• Try it
Leave every image out, and print the remaining lines below exactly.

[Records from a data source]
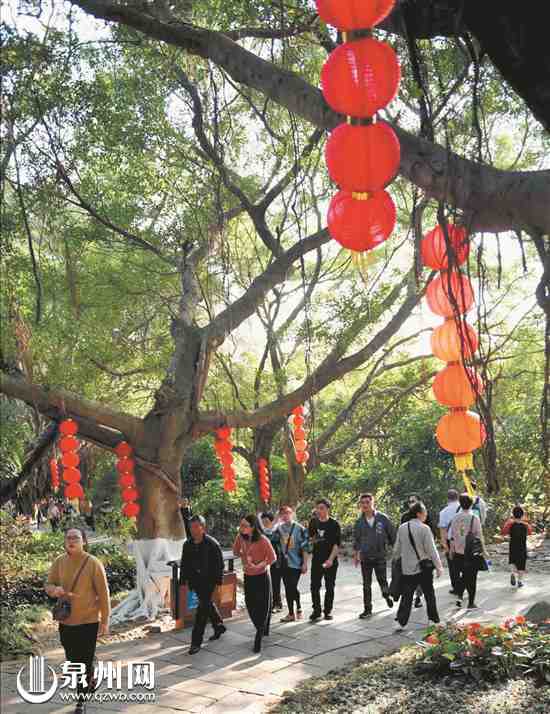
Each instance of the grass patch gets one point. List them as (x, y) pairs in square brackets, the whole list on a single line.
[(393, 685)]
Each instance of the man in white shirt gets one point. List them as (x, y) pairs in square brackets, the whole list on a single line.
[(446, 516)]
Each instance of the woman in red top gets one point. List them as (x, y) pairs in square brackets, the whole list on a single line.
[(257, 554)]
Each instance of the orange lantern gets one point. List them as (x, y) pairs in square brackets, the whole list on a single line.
[(362, 158), (68, 427), (68, 443), (361, 77), (123, 448), (456, 386), (131, 509), (460, 432), (452, 342), (450, 291), (74, 490)]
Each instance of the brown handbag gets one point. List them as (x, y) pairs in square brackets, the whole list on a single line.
[(61, 611)]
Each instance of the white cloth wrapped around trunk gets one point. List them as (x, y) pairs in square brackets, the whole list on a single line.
[(152, 579)]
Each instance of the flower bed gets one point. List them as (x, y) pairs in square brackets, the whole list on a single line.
[(489, 652)]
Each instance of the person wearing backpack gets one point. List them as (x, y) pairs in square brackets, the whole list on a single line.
[(292, 539), (415, 546), (467, 550), (83, 606)]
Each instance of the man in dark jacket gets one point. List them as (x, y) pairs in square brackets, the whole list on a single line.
[(373, 535), (202, 570)]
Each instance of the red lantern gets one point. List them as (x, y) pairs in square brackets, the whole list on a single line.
[(70, 459), (359, 78), (452, 386), (68, 427), (71, 475), (453, 284), (131, 510), (363, 158), (451, 342), (74, 490), (361, 224), (125, 465), (68, 443), (127, 480), (123, 448), (129, 494), (350, 15), (460, 432), (433, 248)]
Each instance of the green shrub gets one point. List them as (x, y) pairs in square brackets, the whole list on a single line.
[(488, 652)]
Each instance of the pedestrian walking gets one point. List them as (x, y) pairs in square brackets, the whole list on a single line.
[(79, 582), (517, 528), (466, 538), (293, 542), (415, 546), (373, 535), (201, 569), (257, 555), (325, 537), (446, 516), (268, 523)]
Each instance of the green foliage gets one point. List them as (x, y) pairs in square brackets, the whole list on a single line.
[(516, 648)]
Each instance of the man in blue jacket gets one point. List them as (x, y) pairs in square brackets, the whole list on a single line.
[(373, 535)]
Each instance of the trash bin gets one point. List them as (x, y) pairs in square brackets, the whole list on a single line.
[(184, 602)]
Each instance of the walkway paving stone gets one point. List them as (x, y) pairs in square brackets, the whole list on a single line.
[(226, 676)]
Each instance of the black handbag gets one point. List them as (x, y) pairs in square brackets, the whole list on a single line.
[(61, 611), (426, 564)]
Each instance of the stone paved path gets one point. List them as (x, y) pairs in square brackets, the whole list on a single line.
[(227, 677)]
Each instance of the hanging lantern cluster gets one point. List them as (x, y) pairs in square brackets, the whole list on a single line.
[(127, 480), (223, 447), (360, 77), (299, 435), (54, 474), (70, 459), (263, 479), (450, 295)]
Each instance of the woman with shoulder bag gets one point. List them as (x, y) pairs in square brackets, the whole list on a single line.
[(415, 546), (467, 550), (79, 583), (257, 555)]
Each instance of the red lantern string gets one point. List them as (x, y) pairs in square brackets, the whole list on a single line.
[(456, 386), (125, 465), (359, 78), (299, 435), (223, 447), (263, 480), (70, 460)]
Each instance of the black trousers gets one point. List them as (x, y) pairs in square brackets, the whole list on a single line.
[(452, 571), (424, 581), (379, 567), (206, 610), (317, 575), (290, 577), (79, 643), (258, 599), (466, 576), (276, 585)]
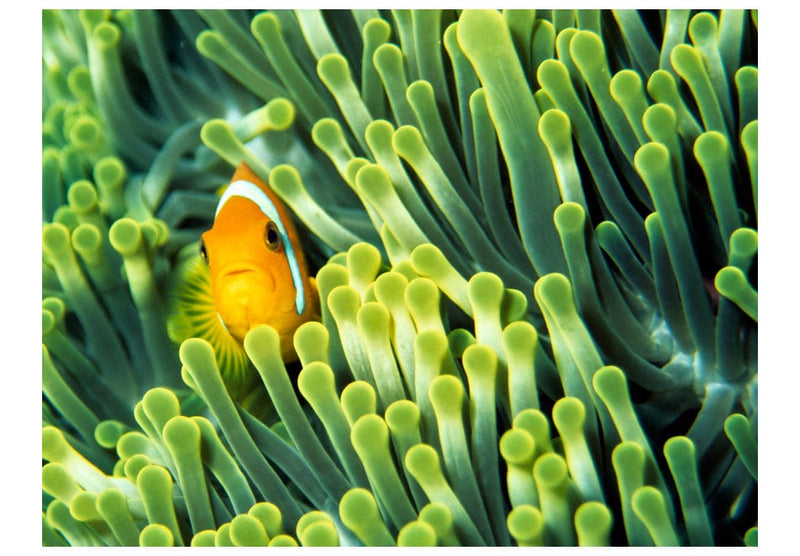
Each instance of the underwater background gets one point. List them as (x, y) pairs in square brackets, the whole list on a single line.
[(534, 235)]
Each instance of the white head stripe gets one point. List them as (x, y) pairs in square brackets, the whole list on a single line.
[(251, 192)]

• Result for this task
Each instance of the grass patch gets one point. List them as (x, y) pairs in square brackets, the whole list on a single line.
[(393, 685)]
Each instance of the man in white shirt gets one point. List them as (x, y) pairs in square brackets, the whole list on a single line.
[(446, 516)]
Each instance of the woman in red top gets one point. List them as (x, y) pairs in square brackets, the whole list on a single line.
[(257, 554)]
Each instance of the orange lantern gets one point. List them as (x, y) pairs in square brackets, the whole list on a single line.
[(362, 158), (68, 427), (68, 443), (361, 77), (123, 448), (456, 386), (131, 509), (460, 432), (452, 342), (450, 291), (74, 490)]
Each instance of the brown handbag gets one point. List them as (x, y) pairs in square brackets, the whole list on a single line.
[(61, 611)]
Each instance of the white cloth wrapped around trunk gets one point. List them as (x, y) pairs in square brackets, the whole list on a single line.
[(152, 579)]
Each instance of the flower bed gets one point. List them as (x, y) pairs in square brackets, the whole list on a single line.
[(489, 652)]
Each instance of the person wearing backpack gets one point. List them as (x, y) pairs in square brackets, the whole list on a single line.
[(292, 539), (415, 546), (467, 550), (83, 606)]
Each instance of the man in dark jacket gets one point. List them as (x, y) pairs in square brackets, the whole list on a single line.
[(373, 535), (202, 570)]
Each instance of the red lantern gets one point. List them as (x, y) pairs in square brackets, the whole list on a single line.
[(70, 459), (359, 78), (452, 386), (68, 427), (71, 475), (453, 284), (131, 510), (363, 158), (451, 342), (74, 490), (361, 224), (125, 465), (68, 443), (127, 480), (123, 448), (129, 494), (350, 15), (460, 432), (433, 248)]
Each instance of the green shrub gets one point. List them as (x, y) pairs in square brackets, the whole list on a single line.
[(488, 652)]
Each instance of the pedestrian walking gets one point. List them as (x, y) pairs in square brackets, the whole list on a single line.
[(79, 582), (517, 528), (466, 538), (293, 542), (415, 546), (373, 535), (201, 569), (257, 555), (325, 537), (446, 516), (268, 523)]
Each instance of the green foliage gets one point. List them as (x, y) pairs in square brackets, the whole list on a single line.
[(516, 648)]
Each instance of the man in blue jacket gets one point. List them as (x, y) pairs in square brackets, the whole list on a single line.
[(373, 535)]
Each instance of the trash bin gets one point. List them as (x, y) pairs in square brackets, the whole list on a single line.
[(184, 602)]
Each instance of the walkway paving stone gets one point. List them as (x, y) pairs in square brackets, the whole list on a single line.
[(226, 676)]
Each instance of the black handbag gets one point. List them as (x, y) pairs in square brackets, the whole list on a single line.
[(61, 611), (426, 564)]
Each instance of the stone paved path gets one point. List them as (x, y) pairs in square brackets, the whole list on a single line.
[(227, 677)]
Each instance of the hanging lantern cluster gets one point. List them as (x, y) pairs in square brackets, the whole list on a single line.
[(127, 480), (223, 447), (360, 77), (299, 435), (54, 474), (70, 459), (263, 479), (450, 295)]
Each instance of the woman with shoulder bag gets one point. List them as (x, y) pairs in square brackets, the whole list on a single line.
[(415, 546), (467, 550), (79, 583), (257, 555)]
Each instance of the red lantern string gets one point. List them as (x, y) pairs in square brackets, the whole list on a single line.
[(456, 386), (125, 465), (359, 78), (299, 435), (223, 447), (263, 480), (70, 460)]
Each instance of the black trousers gets one point. List them as (x, y) pairs in square brackets, the whole list on a single line.
[(452, 571), (424, 581), (379, 567), (206, 610), (317, 575), (290, 577), (79, 643), (258, 599), (466, 576), (276, 585)]
Each instance of the underwater background gets one point. List them as (x, y) pairs in square brackets, the whole list on a single line.
[(534, 235)]
Each instance of the white head stripe gets one point. List them as (x, y) pairs in square brackets, the whole list on a single line.
[(251, 192)]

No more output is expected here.